> [PROBLEM TO WORK ON]: Rewrite every entry below, swapping "yellow pollen" for "orange pollen" wherever it occurs and leaving everything else untouched.

Start of RECORDS FOR THIS EXERCISE

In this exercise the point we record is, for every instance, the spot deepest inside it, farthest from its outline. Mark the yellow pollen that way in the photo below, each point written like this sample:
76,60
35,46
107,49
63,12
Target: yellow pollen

End of RECORDS FOR THIS EXERCISE

> [ANSWER TO THIS TASK]:
In this exercise the point we record is, for every instance, the spot deepest inside it, farthest from its outline. Mark the orange pollen that way in the photo below, each point written like this sample:
76,60
35,46
107,49
63,12
Target: orange pollen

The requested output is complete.